==== Extract
The history of uranium, nuclear development and industry has a great deal to account for over the decades. Concerns ranging from our health and well being, to the environment, financial waste, the pollution and our future, leaves us nothing, but even more concern when uranium is involved. It is time to move in a safer, more economical and sustainable direction wherever possible.
And between now and then we need to assure recognition, assistance and compensation for all nuclear victims, from the Canadian Atomic Veterans, to industrial workers, to the unsuspecting children of Port Hope...
We need truth, accountability, and a future of no more victims.
Thank you for the opportunity to share my personal experience and thoughts with you.
Municipality of Port Hope,
Former Nuclear Energy Worker
Marion Dewar was mayor of Ottawa from 1978 to 1985, and a member of the Parliament of Canada from 1986 to 1988. She has served as chair of Oxfam Canada and the Ottawa-Carleton Police Services Board. In 2002, Mrs. Dewar was made a Member of the Order of Canada. She is a committed peace activist pushing for nuclear disarmament, and personally picketing the American Embassy after the invasion of Grenada.
Mrs. Dewar appeared in the 1985 documentary "Speaking our Peace." In recent years, she has been politically active; supporting her son Paul's political career and volunteering her time for many community pursuits. She has five children, and a number of grandchildren.
Professor Robert Paehlke has taught at Trent in both the Department of Political Studies and the Environmental and Resource Studies programme. A graduate of Lehigh University, the New School for Social Research, he received his Ph.D. in Political Science at the University of British Columbia.
His teaching interests lie primarily in the fields of public policy and environmental politics. He has been chair of the Department of Political Studies and of the Environmental and Resource Studies programme.
In 1997, he was the recipient of the Trent University Faculty Research Award. For nearly 30 years, he has worked with governments, environmental organizations and businesses in Canada, the United States, Germany, Great Britain, Norway and Australia.
========
● **Assigned task**
Continue the uranium and Port Hope text above, picking up right after its last sentence.
==== Information supplied
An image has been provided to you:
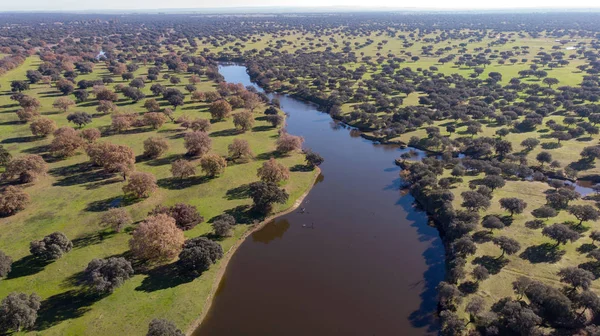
========
● **Exercise output**
Among other, more recent, publications, Professor Paehlke authored "Environmentalism and the Future of Progressive Politics" in 1989, and is a founding editor of the journal 'Alternatives: Perspectives on Society and Environment;' is on the editorial board of 'Environmental History' and is presently a member of the National Advisory Board of the Canadian Environmental Defense Fund.
Fraser McVie is a retired Director General, Security, at Correctional Services Canada. He has held a variety of senior positions in the federal corrections system in British Columbia and Ontario. During his time with Corrections Canada, Mr. McVie was responsible for helping to develop modern and humane approaches to corrections based on research based models of rehabilitation and treatment. As well, he has worked in reconstruction as an expert with United Nations Interim Mission in Kosovo and, for the past 35 years, in the Canadian criminal justice system.
These work experiences have heightened Mr. McVie's awareness and respect for fundamental human rights and the need to work very closely with all ethnic and cultural groups and communities to try to forge common understandings and viable ways to move forward while respecting the rights of all members.
Mr. McVie resides with his wife, Catherine, in Manotick, Ontario near the Rideau River. He enjoys skiing and kayaking and spending time with his daughters and two granddaughters who also live in the Ottawa area.